_Stated exercise_: Could you copy out, word for word, the lines of the listing below, starting at the line with "Can you spot the red pole" and continuing up to and including the line with "x=202, y=363"?

::: Task inputs

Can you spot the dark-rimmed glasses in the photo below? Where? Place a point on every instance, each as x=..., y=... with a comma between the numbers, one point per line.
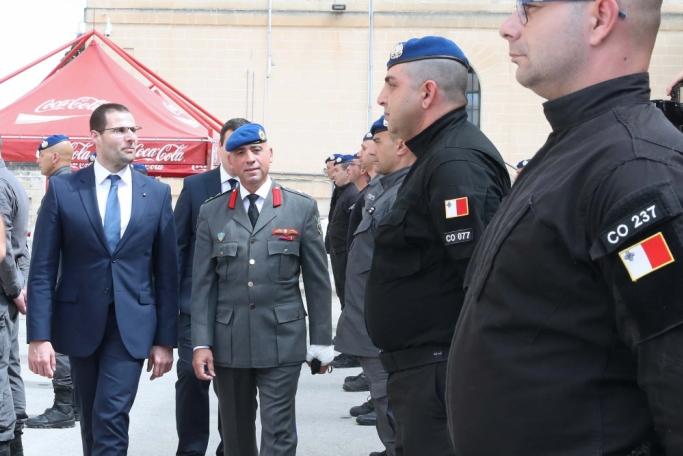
x=120, y=131
x=523, y=13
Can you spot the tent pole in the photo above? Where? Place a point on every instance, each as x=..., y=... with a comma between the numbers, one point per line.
x=45, y=57
x=72, y=52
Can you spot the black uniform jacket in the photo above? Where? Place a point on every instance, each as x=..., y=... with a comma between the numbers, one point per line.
x=570, y=340
x=338, y=227
x=414, y=291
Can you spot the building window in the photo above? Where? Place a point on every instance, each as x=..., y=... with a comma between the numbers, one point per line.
x=473, y=98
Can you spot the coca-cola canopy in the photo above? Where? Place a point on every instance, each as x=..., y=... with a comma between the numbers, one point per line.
x=172, y=142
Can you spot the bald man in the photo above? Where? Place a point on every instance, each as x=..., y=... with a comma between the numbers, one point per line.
x=54, y=156
x=570, y=340
x=54, y=159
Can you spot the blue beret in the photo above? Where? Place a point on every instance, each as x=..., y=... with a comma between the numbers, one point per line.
x=332, y=157
x=378, y=126
x=427, y=47
x=246, y=134
x=343, y=159
x=51, y=141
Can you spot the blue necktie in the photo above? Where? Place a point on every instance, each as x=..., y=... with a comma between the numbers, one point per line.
x=112, y=214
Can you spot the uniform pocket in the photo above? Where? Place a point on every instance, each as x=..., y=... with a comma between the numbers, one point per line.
x=291, y=333
x=224, y=253
x=283, y=260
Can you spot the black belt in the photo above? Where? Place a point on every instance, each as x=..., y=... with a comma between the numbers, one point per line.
x=412, y=357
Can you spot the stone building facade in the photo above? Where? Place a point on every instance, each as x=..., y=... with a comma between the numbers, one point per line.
x=311, y=75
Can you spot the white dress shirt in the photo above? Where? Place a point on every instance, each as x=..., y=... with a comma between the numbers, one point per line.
x=125, y=192
x=262, y=193
x=225, y=180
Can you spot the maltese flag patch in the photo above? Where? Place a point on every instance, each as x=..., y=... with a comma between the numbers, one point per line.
x=458, y=207
x=646, y=256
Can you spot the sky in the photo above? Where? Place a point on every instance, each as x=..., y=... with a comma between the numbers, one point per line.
x=30, y=29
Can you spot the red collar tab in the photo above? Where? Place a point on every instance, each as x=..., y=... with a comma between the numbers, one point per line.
x=233, y=199
x=277, y=196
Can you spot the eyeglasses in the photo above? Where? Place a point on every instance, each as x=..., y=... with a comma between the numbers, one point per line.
x=522, y=7
x=120, y=131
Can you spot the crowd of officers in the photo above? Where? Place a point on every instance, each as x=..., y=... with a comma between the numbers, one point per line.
x=543, y=318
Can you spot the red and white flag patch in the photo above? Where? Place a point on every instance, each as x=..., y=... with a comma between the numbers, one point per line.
x=646, y=256
x=458, y=207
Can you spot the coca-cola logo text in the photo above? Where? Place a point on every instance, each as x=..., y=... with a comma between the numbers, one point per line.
x=174, y=153
x=166, y=153
x=70, y=104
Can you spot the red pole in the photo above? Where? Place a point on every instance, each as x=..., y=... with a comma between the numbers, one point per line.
x=163, y=83
x=71, y=53
x=45, y=57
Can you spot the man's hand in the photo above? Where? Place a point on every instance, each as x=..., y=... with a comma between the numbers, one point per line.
x=41, y=358
x=160, y=361
x=20, y=301
x=677, y=79
x=202, y=363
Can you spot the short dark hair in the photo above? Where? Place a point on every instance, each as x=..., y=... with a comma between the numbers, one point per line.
x=232, y=124
x=98, y=118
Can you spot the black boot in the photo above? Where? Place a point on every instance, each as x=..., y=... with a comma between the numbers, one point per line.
x=60, y=415
x=16, y=448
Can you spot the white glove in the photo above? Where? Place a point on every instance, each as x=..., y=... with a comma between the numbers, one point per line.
x=325, y=353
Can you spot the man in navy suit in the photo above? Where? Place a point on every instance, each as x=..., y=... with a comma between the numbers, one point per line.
x=192, y=394
x=114, y=302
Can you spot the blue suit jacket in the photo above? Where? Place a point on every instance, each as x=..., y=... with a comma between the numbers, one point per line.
x=196, y=190
x=139, y=277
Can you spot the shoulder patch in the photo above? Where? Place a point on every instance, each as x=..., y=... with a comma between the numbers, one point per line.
x=636, y=214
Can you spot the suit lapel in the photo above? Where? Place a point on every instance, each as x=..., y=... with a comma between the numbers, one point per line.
x=213, y=183
x=138, y=206
x=88, y=196
x=267, y=212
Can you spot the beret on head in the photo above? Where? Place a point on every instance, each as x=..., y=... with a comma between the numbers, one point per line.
x=379, y=125
x=246, y=134
x=51, y=141
x=343, y=159
x=427, y=47
x=332, y=157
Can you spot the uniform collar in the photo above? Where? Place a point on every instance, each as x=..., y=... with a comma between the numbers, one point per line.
x=391, y=179
x=421, y=143
x=585, y=104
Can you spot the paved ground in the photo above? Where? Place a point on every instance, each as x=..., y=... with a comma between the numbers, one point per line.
x=324, y=426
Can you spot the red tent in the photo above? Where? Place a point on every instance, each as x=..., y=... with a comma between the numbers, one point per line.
x=176, y=137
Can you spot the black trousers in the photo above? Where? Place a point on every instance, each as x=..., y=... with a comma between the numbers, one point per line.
x=338, y=261
x=191, y=399
x=416, y=397
x=236, y=390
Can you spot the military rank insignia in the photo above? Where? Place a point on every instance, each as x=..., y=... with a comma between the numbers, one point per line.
x=646, y=256
x=458, y=207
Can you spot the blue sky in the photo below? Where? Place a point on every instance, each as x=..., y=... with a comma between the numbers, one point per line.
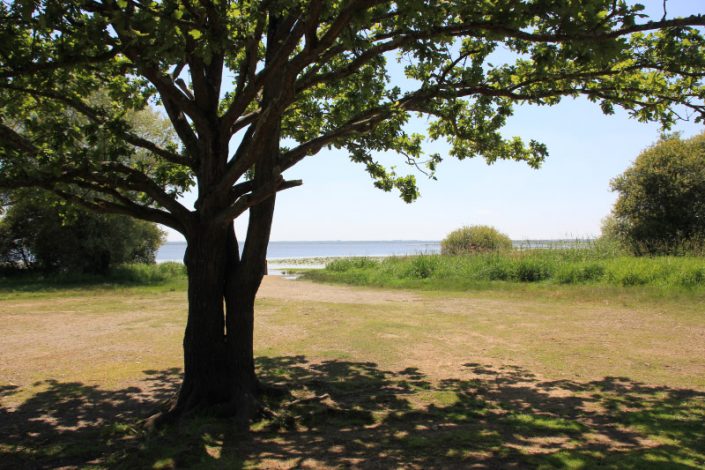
x=566, y=198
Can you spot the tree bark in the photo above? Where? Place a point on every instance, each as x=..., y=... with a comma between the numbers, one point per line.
x=219, y=370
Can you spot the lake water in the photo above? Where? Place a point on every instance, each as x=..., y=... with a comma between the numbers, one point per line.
x=174, y=251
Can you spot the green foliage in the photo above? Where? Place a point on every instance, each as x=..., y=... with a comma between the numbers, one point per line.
x=209, y=66
x=475, y=239
x=589, y=265
x=41, y=231
x=661, y=203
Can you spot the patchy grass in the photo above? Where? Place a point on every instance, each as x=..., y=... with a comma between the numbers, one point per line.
x=559, y=377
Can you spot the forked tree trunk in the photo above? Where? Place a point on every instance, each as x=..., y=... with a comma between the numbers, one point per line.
x=219, y=370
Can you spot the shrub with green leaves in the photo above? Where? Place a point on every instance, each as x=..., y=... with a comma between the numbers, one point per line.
x=475, y=239
x=661, y=203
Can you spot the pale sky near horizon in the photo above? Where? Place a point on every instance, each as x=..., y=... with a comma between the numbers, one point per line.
x=566, y=198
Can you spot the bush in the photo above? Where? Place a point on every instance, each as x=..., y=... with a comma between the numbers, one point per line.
x=346, y=264
x=661, y=203
x=475, y=239
x=43, y=232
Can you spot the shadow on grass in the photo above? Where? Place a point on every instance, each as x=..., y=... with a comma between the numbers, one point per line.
x=354, y=414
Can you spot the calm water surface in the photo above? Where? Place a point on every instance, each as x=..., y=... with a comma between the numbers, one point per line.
x=174, y=251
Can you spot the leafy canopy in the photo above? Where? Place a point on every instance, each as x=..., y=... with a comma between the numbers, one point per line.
x=40, y=231
x=234, y=76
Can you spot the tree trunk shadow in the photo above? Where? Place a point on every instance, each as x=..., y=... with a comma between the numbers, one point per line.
x=356, y=414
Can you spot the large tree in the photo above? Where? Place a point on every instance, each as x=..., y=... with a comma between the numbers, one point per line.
x=252, y=87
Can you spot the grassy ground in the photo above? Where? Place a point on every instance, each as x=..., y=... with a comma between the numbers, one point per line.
x=538, y=376
x=567, y=267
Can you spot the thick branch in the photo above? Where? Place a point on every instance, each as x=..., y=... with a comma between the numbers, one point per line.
x=257, y=196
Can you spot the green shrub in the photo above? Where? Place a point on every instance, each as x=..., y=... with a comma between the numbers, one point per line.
x=532, y=270
x=346, y=264
x=661, y=203
x=580, y=273
x=422, y=267
x=475, y=239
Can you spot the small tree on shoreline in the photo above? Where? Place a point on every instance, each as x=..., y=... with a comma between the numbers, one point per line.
x=252, y=87
x=475, y=239
x=661, y=204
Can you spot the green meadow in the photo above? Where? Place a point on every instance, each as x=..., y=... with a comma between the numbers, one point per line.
x=541, y=374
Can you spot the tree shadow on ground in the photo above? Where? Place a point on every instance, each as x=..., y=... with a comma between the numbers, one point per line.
x=354, y=414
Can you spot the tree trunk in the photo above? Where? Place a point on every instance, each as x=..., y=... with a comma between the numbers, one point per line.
x=219, y=376
x=219, y=370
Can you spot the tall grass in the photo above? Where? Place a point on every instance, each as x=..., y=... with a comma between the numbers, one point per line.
x=593, y=263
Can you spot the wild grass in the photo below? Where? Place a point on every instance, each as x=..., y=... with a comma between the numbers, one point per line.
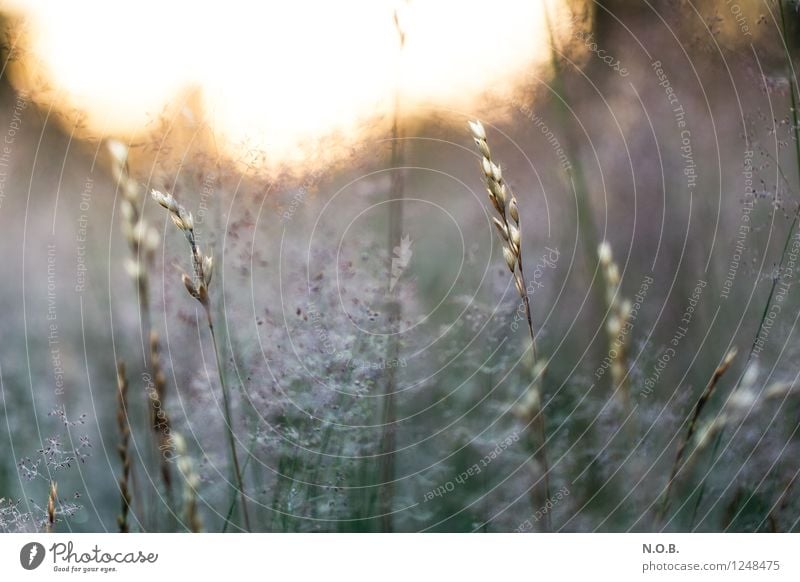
x=197, y=287
x=122, y=448
x=507, y=223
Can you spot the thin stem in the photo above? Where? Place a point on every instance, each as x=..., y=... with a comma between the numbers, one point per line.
x=792, y=227
x=228, y=422
x=692, y=428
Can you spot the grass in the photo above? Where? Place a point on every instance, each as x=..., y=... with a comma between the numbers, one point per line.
x=197, y=287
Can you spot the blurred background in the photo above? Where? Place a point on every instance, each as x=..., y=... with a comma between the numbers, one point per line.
x=378, y=373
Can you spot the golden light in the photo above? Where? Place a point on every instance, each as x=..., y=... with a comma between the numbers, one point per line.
x=280, y=78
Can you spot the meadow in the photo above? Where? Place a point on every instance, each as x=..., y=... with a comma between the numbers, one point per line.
x=568, y=304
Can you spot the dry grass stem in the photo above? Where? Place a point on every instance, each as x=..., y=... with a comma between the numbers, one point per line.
x=619, y=313
x=531, y=413
x=159, y=417
x=191, y=481
x=693, y=425
x=507, y=220
x=52, y=499
x=197, y=287
x=123, y=426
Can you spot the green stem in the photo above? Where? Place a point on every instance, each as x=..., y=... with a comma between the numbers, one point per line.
x=229, y=423
x=792, y=227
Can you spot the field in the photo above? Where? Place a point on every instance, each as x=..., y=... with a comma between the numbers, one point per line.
x=556, y=292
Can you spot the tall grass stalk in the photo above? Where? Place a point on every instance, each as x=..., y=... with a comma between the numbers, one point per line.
x=794, y=100
x=507, y=223
x=388, y=443
x=678, y=464
x=197, y=287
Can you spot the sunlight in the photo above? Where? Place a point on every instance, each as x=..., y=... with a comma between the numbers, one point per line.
x=277, y=79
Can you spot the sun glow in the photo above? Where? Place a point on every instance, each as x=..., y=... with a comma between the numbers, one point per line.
x=279, y=78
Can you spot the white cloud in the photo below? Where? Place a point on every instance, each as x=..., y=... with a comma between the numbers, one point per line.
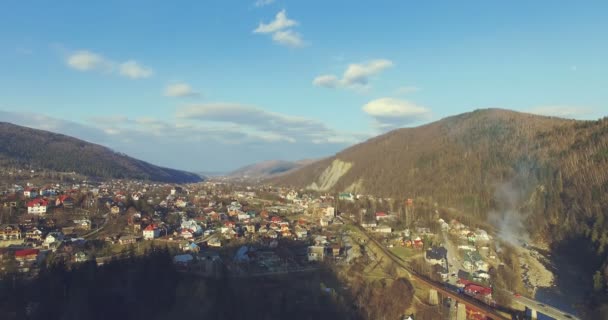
x=261, y=3
x=196, y=144
x=406, y=90
x=288, y=38
x=390, y=113
x=132, y=69
x=356, y=75
x=281, y=34
x=180, y=89
x=327, y=81
x=85, y=61
x=263, y=122
x=571, y=112
x=280, y=22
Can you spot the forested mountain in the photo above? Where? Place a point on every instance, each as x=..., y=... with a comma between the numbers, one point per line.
x=26, y=147
x=267, y=169
x=551, y=171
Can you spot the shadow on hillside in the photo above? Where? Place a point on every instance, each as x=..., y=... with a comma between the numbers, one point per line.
x=150, y=287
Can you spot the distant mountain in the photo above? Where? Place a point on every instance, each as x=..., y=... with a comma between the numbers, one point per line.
x=22, y=146
x=550, y=172
x=267, y=169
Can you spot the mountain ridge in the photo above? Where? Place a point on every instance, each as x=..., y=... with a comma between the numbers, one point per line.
x=23, y=146
x=553, y=172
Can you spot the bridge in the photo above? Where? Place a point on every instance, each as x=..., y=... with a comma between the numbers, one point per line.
x=537, y=307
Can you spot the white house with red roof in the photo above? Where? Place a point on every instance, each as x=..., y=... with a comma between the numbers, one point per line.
x=30, y=193
x=151, y=232
x=381, y=216
x=37, y=206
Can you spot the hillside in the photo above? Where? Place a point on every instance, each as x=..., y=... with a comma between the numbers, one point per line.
x=267, y=169
x=26, y=147
x=552, y=171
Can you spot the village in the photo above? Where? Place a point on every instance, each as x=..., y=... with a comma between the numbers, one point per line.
x=218, y=229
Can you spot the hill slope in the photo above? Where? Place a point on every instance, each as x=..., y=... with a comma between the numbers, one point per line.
x=267, y=169
x=551, y=170
x=22, y=146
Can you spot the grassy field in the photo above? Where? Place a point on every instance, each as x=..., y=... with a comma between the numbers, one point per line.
x=405, y=253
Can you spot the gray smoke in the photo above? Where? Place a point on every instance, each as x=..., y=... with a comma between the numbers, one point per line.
x=510, y=216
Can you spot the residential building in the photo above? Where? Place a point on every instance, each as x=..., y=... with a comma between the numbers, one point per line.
x=436, y=255
x=316, y=253
x=151, y=232
x=10, y=232
x=37, y=206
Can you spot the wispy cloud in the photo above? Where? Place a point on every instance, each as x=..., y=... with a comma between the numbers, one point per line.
x=280, y=30
x=406, y=90
x=84, y=60
x=280, y=22
x=180, y=89
x=134, y=70
x=261, y=3
x=389, y=113
x=196, y=142
x=288, y=38
x=254, y=119
x=356, y=75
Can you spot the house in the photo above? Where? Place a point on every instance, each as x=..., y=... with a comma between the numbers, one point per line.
x=381, y=216
x=115, y=209
x=33, y=234
x=369, y=224
x=30, y=193
x=316, y=253
x=27, y=254
x=190, y=247
x=418, y=243
x=80, y=256
x=250, y=228
x=64, y=200
x=10, y=232
x=151, y=232
x=214, y=242
x=53, y=237
x=82, y=224
x=345, y=196
x=181, y=203
x=323, y=222
x=37, y=206
x=477, y=290
x=301, y=232
x=383, y=229
x=436, y=255
x=335, y=249
x=272, y=234
x=187, y=234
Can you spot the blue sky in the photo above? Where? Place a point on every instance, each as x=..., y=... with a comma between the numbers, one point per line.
x=213, y=85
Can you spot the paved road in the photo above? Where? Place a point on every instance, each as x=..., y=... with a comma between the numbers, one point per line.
x=544, y=308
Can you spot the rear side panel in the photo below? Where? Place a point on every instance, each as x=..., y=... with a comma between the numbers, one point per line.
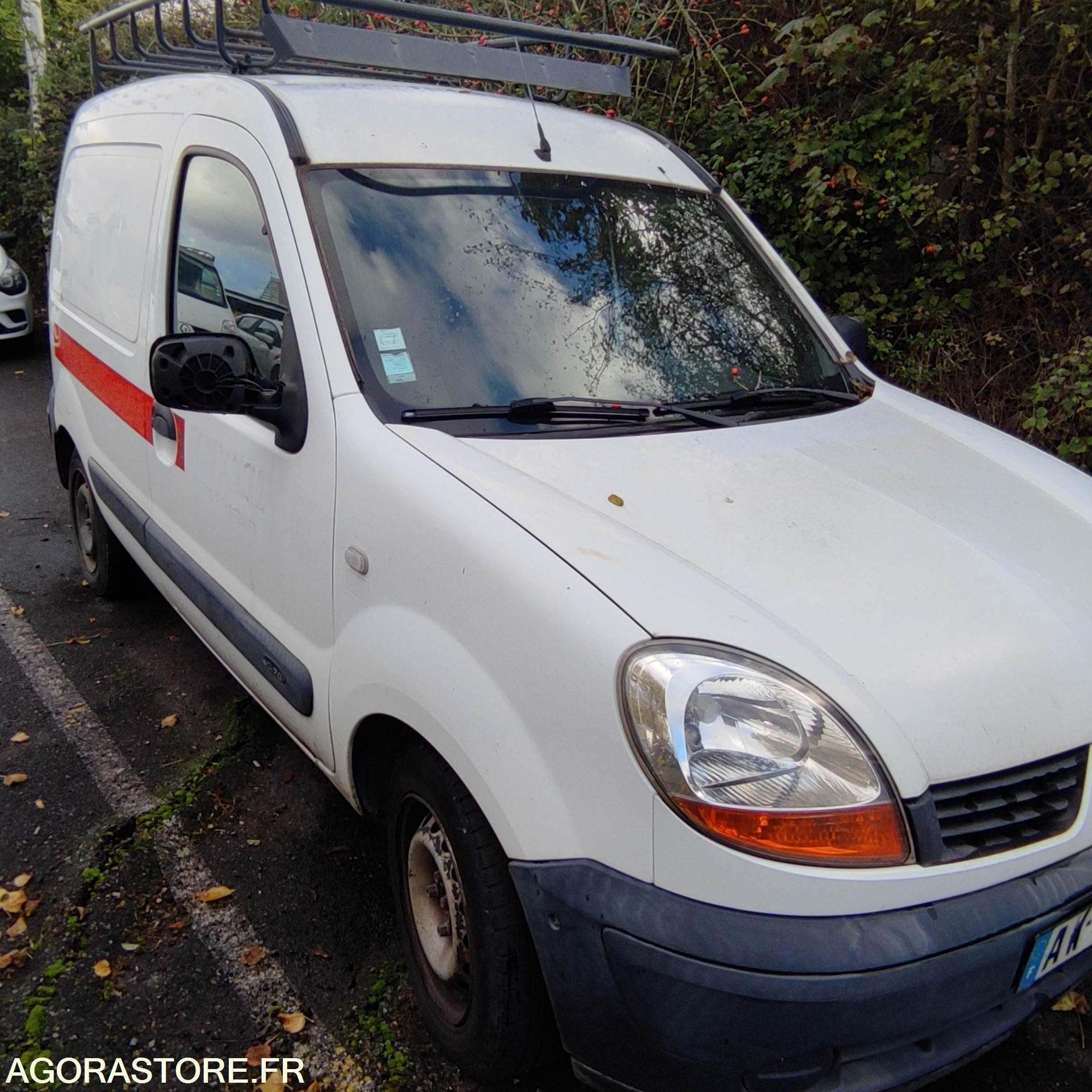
x=108, y=206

::::::

_Response for this exercise_:
Can you spot the red pole in the photo above? Where? Place a point on every instance, each as x=..., y=... with a comma between the numbers, one point per line.
x=163, y=83
x=71, y=53
x=45, y=57
Can you spot the man's hand in the photo above? Where? Place a point on every instance, each as x=..., y=... with a comma between the numbers, one point per line.
x=41, y=358
x=160, y=361
x=20, y=301
x=677, y=79
x=202, y=363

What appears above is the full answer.